_Stated task_
Retype the material from its first line through the line containing "POLYGON ((88 141, 85", inclusive, and leave out the pictures.

_Recorded data_
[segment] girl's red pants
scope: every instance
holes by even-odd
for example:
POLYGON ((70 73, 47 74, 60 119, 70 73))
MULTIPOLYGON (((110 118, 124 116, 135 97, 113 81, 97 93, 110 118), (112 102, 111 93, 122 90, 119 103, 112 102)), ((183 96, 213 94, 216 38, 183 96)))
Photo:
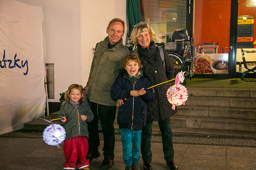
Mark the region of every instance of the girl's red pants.
POLYGON ((88 141, 85 136, 78 136, 64 141, 63 150, 66 161, 63 163, 64 169, 78 169, 88 168, 89 160, 86 159, 88 152, 88 141))

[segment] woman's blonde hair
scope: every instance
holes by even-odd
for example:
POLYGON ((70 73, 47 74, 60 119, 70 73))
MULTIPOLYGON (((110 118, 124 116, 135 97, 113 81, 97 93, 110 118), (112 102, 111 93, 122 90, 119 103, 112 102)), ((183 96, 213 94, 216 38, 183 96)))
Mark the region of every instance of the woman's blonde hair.
POLYGON ((141 64, 141 61, 133 51, 130 52, 126 55, 123 63, 122 63, 122 67, 125 69, 126 64, 128 63, 130 60, 133 60, 138 63, 139 66, 139 69, 142 68, 142 65, 141 64))
POLYGON ((70 100, 70 98, 68 96, 68 95, 71 93, 71 89, 76 89, 80 91, 81 93, 81 99, 83 100, 85 100, 86 99, 86 97, 85 96, 83 91, 83 87, 82 86, 77 84, 71 84, 68 87, 68 90, 65 92, 65 94, 64 95, 64 98, 66 100, 70 100))
POLYGON ((137 37, 139 34, 143 32, 148 32, 150 36, 150 40, 153 41, 156 39, 156 34, 149 25, 145 22, 141 22, 135 25, 131 34, 132 41, 134 44, 138 43, 137 37))

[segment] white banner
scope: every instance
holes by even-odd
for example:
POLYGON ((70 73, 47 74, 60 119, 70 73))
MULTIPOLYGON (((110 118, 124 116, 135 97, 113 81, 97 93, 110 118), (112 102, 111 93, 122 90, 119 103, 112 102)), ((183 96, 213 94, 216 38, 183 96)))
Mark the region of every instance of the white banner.
POLYGON ((0 134, 45 112, 42 10, 0 0, 0 134))

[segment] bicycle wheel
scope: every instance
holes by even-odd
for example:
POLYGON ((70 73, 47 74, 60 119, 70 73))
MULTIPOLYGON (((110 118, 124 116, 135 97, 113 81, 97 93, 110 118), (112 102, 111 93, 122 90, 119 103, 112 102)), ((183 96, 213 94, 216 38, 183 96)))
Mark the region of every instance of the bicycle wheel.
POLYGON ((171 53, 168 54, 173 63, 175 72, 179 72, 182 64, 182 57, 175 53, 171 53))

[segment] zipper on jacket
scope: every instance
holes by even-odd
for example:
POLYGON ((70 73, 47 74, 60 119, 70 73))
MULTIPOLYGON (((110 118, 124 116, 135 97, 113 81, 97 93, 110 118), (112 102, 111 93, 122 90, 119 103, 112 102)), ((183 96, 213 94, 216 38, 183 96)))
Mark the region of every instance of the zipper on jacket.
POLYGON ((80 121, 79 121, 79 113, 78 112, 78 109, 76 109, 77 111, 77 115, 78 116, 78 127, 79 127, 78 130, 79 130, 79 135, 81 136, 81 133, 80 131, 80 121))
MULTIPOLYGON (((133 84, 133 90, 134 90, 134 87, 135 87, 135 83, 136 83, 137 80, 136 80, 136 81, 135 81, 134 82, 134 83, 133 83, 132 82, 132 80, 130 80, 129 78, 126 77, 124 76, 123 76, 123 77, 124 78, 126 78, 127 79, 130 80, 132 82, 132 83, 133 84)), ((133 125, 133 109, 134 108, 134 96, 133 96, 133 99, 132 101, 132 127, 131 127, 131 129, 132 129, 132 126, 133 125)))

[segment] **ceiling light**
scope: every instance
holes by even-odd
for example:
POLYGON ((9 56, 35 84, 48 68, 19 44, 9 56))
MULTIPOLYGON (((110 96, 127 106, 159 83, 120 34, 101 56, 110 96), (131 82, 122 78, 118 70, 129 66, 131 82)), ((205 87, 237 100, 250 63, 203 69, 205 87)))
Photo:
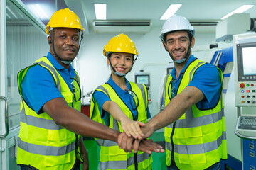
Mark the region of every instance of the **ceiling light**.
POLYGON ((105 20, 107 13, 107 4, 95 4, 96 19, 105 20))
POLYGON ((171 4, 168 9, 164 12, 164 15, 161 17, 161 20, 166 20, 178 11, 182 4, 171 4))
POLYGON ((240 7, 239 7, 238 8, 235 9, 235 11, 230 12, 230 13, 228 13, 228 15, 225 15, 225 16, 223 16, 223 18, 221 18, 221 20, 225 19, 228 17, 229 17, 230 16, 232 16, 234 13, 243 13, 244 11, 250 9, 250 8, 253 7, 254 5, 243 5, 241 6, 240 7))

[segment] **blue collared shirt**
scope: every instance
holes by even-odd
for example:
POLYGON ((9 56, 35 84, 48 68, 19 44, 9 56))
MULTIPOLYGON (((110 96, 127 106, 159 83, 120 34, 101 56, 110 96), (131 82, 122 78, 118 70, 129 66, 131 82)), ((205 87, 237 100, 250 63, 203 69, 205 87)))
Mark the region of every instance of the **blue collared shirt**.
MULTIPOLYGON (((125 78, 125 82, 127 84, 127 89, 131 89, 131 85, 129 83, 129 81, 126 78, 125 78)), ((110 77, 109 80, 107 81, 107 83, 112 87, 113 87, 114 91, 117 92, 117 95, 121 98, 121 99, 128 106, 129 110, 132 110, 132 113, 134 115, 134 119, 137 120, 137 117, 138 117, 138 113, 137 113, 137 109, 135 109, 135 110, 132 109, 132 103, 131 103, 131 100, 132 98, 132 95, 128 94, 128 92, 127 91, 124 91, 123 89, 122 89, 117 84, 116 84, 114 83, 114 81, 112 80, 111 76, 110 77)), ((108 119, 110 118, 110 113, 105 112, 102 109, 102 106, 103 106, 104 103, 106 102, 107 101, 111 101, 110 98, 109 97, 107 97, 105 94, 104 94, 102 91, 95 91, 95 93, 93 93, 92 97, 94 98, 95 102, 97 102, 99 106, 99 110, 101 113, 102 118, 105 120, 105 123, 107 123, 106 125, 108 125, 107 124, 109 122, 108 119)), ((149 109, 149 108, 147 108, 146 109, 147 109, 147 118, 150 118, 151 115, 150 115, 149 109)))
MULTIPOLYGON (((68 69, 65 69, 50 52, 46 57, 73 91, 72 84, 75 72, 71 64, 68 69)), ((42 107, 46 102, 55 98, 63 98, 57 89, 50 72, 38 64, 28 70, 21 82, 21 93, 25 101, 38 114, 43 113, 42 107)))
MULTIPOLYGON (((189 57, 178 78, 176 76, 175 67, 171 71, 171 75, 174 79, 172 89, 174 87, 174 94, 177 94, 178 84, 181 83, 185 70, 195 59, 193 55, 189 57)), ((206 97, 196 103, 199 109, 211 108, 217 104, 221 92, 221 80, 215 66, 208 63, 198 68, 188 86, 189 86, 200 89, 206 97)))

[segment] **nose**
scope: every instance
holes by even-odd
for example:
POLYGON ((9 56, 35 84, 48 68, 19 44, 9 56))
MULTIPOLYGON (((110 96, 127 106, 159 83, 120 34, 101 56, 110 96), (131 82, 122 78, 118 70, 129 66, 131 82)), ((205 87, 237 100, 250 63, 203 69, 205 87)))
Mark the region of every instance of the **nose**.
POLYGON ((72 38, 68 37, 66 39, 65 44, 69 45, 74 45, 75 43, 74 41, 72 40, 72 38))
POLYGON ((125 57, 122 57, 120 60, 120 64, 122 65, 124 65, 124 63, 125 63, 125 57))

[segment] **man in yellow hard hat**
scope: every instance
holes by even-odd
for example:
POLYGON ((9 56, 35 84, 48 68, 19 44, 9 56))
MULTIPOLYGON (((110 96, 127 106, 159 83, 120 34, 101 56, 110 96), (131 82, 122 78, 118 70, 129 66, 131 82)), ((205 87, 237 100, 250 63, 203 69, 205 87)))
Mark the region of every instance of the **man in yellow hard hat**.
MULTIPOLYGON (((17 164, 21 170, 76 170, 80 164, 88 169, 88 155, 80 135, 119 143, 124 135, 80 112, 80 79, 70 63, 78 52, 82 30, 73 11, 56 11, 46 28, 50 52, 18 74, 22 100, 17 164)), ((132 145, 134 140, 129 137, 124 145, 132 145)), ((149 153, 161 149, 149 140, 139 147, 149 153)))

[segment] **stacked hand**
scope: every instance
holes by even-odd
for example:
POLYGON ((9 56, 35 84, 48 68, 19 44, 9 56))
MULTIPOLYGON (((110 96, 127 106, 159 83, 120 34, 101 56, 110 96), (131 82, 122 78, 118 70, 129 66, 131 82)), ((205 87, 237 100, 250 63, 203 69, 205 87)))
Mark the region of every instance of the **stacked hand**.
POLYGON ((129 137, 124 132, 118 137, 118 145, 120 149, 130 153, 132 149, 134 153, 137 153, 138 150, 148 154, 151 154, 152 152, 164 152, 163 147, 154 142, 152 140, 135 140, 132 137, 129 137))
POLYGON ((132 136, 134 139, 142 140, 144 134, 141 130, 141 127, 145 124, 139 121, 133 121, 127 116, 120 118, 122 129, 125 132, 128 137, 132 136))

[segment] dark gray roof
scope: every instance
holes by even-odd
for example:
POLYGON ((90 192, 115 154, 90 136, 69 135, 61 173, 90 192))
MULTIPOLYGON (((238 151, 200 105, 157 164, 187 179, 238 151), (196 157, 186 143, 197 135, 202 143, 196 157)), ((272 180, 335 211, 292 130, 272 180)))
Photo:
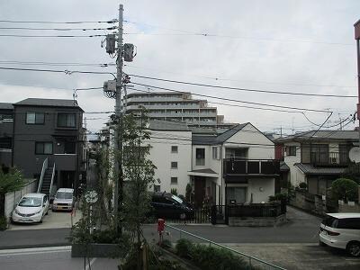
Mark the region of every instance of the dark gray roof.
POLYGON ((280 161, 280 171, 281 172, 288 172, 290 171, 290 167, 284 161, 280 161))
POLYGON ((320 176, 337 176, 344 173, 344 167, 315 167, 310 164, 295 163, 297 166, 305 175, 320 175, 320 176))
POLYGON ((0 110, 14 110, 12 104, 0 103, 0 110))
POLYGON ((14 105, 45 106, 45 107, 76 107, 82 110, 76 101, 71 99, 48 99, 48 98, 27 98, 14 104, 14 105))
POLYGON ((217 175, 216 172, 212 170, 211 168, 206 169, 200 169, 200 170, 192 170, 190 173, 201 173, 201 174, 211 174, 211 175, 217 175))
POLYGON ((169 122, 165 120, 150 120, 148 128, 152 130, 189 130, 184 122, 169 122))
POLYGON ((221 144, 227 141, 229 139, 230 139, 238 131, 241 130, 248 124, 248 122, 236 125, 218 136, 193 135, 193 144, 197 144, 197 145, 221 144))
POLYGON ((298 133, 295 135, 288 136, 274 140, 276 142, 287 142, 294 140, 358 140, 359 132, 356 130, 310 130, 306 132, 298 133))

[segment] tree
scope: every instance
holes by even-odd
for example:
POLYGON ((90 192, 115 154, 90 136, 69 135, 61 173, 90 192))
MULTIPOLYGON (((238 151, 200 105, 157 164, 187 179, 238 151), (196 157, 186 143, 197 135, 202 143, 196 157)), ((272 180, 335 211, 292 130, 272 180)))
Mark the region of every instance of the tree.
MULTIPOLYGON (((133 248, 137 255, 137 269, 142 267, 142 230, 147 213, 151 208, 151 195, 148 189, 154 184, 156 166, 147 158, 150 146, 150 132, 146 130, 148 120, 141 112, 140 117, 128 114, 123 117, 123 206, 122 224, 126 230, 133 232, 133 248)), ((146 247, 146 245, 144 245, 146 247)), ((131 252, 131 250, 130 250, 131 252)))
MULTIPOLYGON (((9 168, 6 171, 0 169, 0 223, 6 227, 4 216, 5 194, 22 189, 25 185, 22 173, 17 168, 9 168)), ((5 228, 3 228, 4 230, 5 228)))
POLYGON ((338 178, 331 184, 331 194, 336 200, 356 201, 358 198, 358 185, 351 179, 338 178))

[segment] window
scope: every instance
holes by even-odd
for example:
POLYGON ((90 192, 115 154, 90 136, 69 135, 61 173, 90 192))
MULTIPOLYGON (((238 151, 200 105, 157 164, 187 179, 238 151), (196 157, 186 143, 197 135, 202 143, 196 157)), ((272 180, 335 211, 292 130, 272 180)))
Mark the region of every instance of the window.
POLYGON ((75 128, 75 112, 58 112, 58 127, 75 128))
POLYGON ((196 166, 205 165, 205 148, 196 148, 196 166))
POLYGON ((177 168, 177 162, 176 161, 172 161, 171 162, 171 168, 177 168))
POLYGON ((64 154, 75 154, 76 144, 72 141, 66 141, 64 145, 64 154))
POLYGON ((220 159, 220 147, 212 147, 212 159, 220 159))
POLYGON ((296 146, 287 147, 287 156, 296 156, 296 146))
POLYGON ((171 184, 177 184, 177 177, 171 177, 171 184))
POLYGON ((36 155, 51 155, 52 142, 35 142, 36 155))
POLYGON ((45 122, 44 112, 26 112, 26 123, 41 125, 45 122))

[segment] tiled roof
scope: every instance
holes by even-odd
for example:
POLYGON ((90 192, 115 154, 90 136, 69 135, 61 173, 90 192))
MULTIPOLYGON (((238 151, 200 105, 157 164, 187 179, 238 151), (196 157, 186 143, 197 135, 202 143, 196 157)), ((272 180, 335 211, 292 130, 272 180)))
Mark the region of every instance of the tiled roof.
POLYGON ((305 175, 323 175, 323 176, 336 176, 344 173, 344 167, 315 167, 310 164, 295 163, 293 166, 297 166, 305 175))
POLYGON ((290 167, 284 161, 280 161, 280 171, 282 172, 288 172, 290 171, 290 167))
POLYGON ((0 103, 0 110, 14 110, 12 104, 0 103))
POLYGON ((295 135, 274 140, 276 142, 286 142, 293 140, 359 140, 359 132, 356 130, 310 130, 295 135))
POLYGON ((212 145, 212 144, 220 144, 222 142, 227 141, 230 138, 235 135, 238 131, 241 130, 248 122, 238 124, 231 129, 229 129, 225 132, 218 136, 193 136, 193 144, 196 145, 212 145))
POLYGON ((76 107, 82 110, 76 101, 71 99, 48 99, 48 98, 27 98, 14 104, 14 105, 46 106, 46 107, 76 107))

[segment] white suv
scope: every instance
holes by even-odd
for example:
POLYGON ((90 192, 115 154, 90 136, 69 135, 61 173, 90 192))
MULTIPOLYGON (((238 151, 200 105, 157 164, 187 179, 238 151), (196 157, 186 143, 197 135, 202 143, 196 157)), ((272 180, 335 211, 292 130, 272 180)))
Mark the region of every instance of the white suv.
POLYGON ((360 213, 328 213, 321 221, 320 244, 346 249, 353 256, 360 256, 360 213))

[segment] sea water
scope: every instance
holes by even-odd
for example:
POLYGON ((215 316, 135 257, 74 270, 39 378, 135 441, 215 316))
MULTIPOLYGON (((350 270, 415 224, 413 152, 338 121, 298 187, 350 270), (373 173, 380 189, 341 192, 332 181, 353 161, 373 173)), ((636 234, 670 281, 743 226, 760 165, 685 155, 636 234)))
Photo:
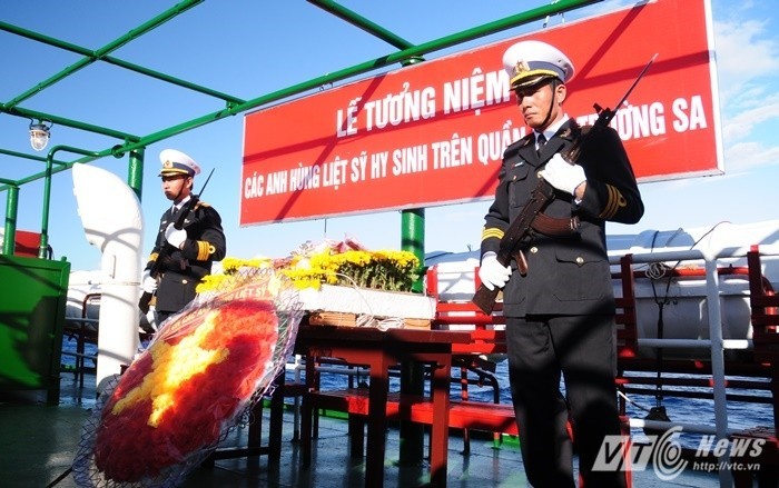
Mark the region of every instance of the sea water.
MULTIPOLYGON (((76 367, 76 357, 72 353, 76 352, 76 340, 73 338, 65 337, 62 340, 62 374, 68 374, 72 371, 76 367)), ((85 349, 85 355, 88 357, 95 357, 97 355, 97 346, 92 343, 87 343, 85 349)), ((294 358, 290 358, 290 361, 294 358)), ((95 367, 95 361, 91 359, 86 359, 86 366, 88 368, 95 367)), ((295 380, 295 370, 292 368, 292 363, 287 368, 287 379, 295 380)), ((500 360, 494 363, 494 372, 489 371, 492 375, 497 385, 497 397, 501 404, 511 405, 511 391, 509 387, 509 370, 507 361, 500 360)), ((333 368, 338 368, 334 366, 333 368)), ((348 387, 366 386, 369 381, 368 371, 364 368, 356 368, 351 370, 351 375, 345 374, 346 369, 343 369, 341 374, 323 374, 321 377, 323 389, 342 389, 348 387)), ((299 371, 299 378, 304 377, 303 371, 299 371)), ((452 398, 458 398, 462 394, 462 387, 458 381, 460 372, 455 369, 452 380, 451 395, 452 398)), ((643 374, 644 376, 655 377, 657 374, 643 374)), ((662 374, 663 378, 686 378, 691 377, 690 375, 671 375, 662 374)), ((495 400, 495 389, 485 378, 480 381, 479 376, 473 372, 469 374, 471 384, 467 387, 467 395, 470 400, 476 401, 494 401, 495 400)), ((699 377, 700 378, 700 377, 699 377)), ((749 378, 736 378, 729 377, 730 380, 734 379, 749 379, 749 378)), ((755 378, 751 378, 756 380, 755 378)), ((768 381, 768 380, 766 380, 768 381)), ((654 386, 647 386, 647 395, 635 395, 631 394, 627 397, 625 412, 630 418, 643 419, 649 415, 649 410, 652 407, 662 406, 669 419, 673 422, 680 422, 686 425, 703 425, 713 428, 716 425, 716 412, 714 402, 711 399, 706 398, 680 398, 674 397, 670 394, 671 387, 663 387, 658 390, 654 386)), ((400 389, 400 379, 397 376, 393 376, 389 382, 389 389, 397 391, 400 389)), ((700 391, 700 392, 711 392, 711 388, 702 387, 673 387, 674 391, 700 391)), ((564 380, 561 381, 561 391, 565 391, 564 380)), ((740 395, 749 395, 755 397, 760 397, 766 399, 766 402, 746 402, 746 401, 732 401, 727 402, 727 415, 728 415, 728 428, 731 430, 742 430, 751 429, 756 427, 772 427, 773 425, 773 411, 770 405, 771 394, 766 390, 745 390, 738 391, 740 395)), ((640 428, 632 428, 631 436, 635 441, 644 440, 645 434, 640 428)), ((679 442, 687 448, 696 448, 701 438, 700 434, 682 432, 678 435, 679 442)))

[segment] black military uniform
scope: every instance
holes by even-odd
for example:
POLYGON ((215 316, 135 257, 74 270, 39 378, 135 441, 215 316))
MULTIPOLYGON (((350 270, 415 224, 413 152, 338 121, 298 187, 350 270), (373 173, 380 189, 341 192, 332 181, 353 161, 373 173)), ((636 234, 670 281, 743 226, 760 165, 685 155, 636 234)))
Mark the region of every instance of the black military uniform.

_Result of this exercise_
[segment] girl's red pants
scope: every instance
holes by even-odd
for example:
POLYGON ((70 73, 47 74, 60 119, 70 73))
MULTIPOLYGON (((110 118, 124 116, 135 97, 113 81, 97 93, 110 118), (112 102, 111 93, 122 90, 119 103, 112 102)), ((183 96, 213 94, 216 38, 183 96)))
Photo:
Mark the region of every instance of the girl's red pants.
POLYGON ((88 141, 85 136, 78 136, 64 141, 63 150, 66 161, 63 163, 64 169, 78 169, 88 168, 89 160, 86 159, 88 152, 88 141))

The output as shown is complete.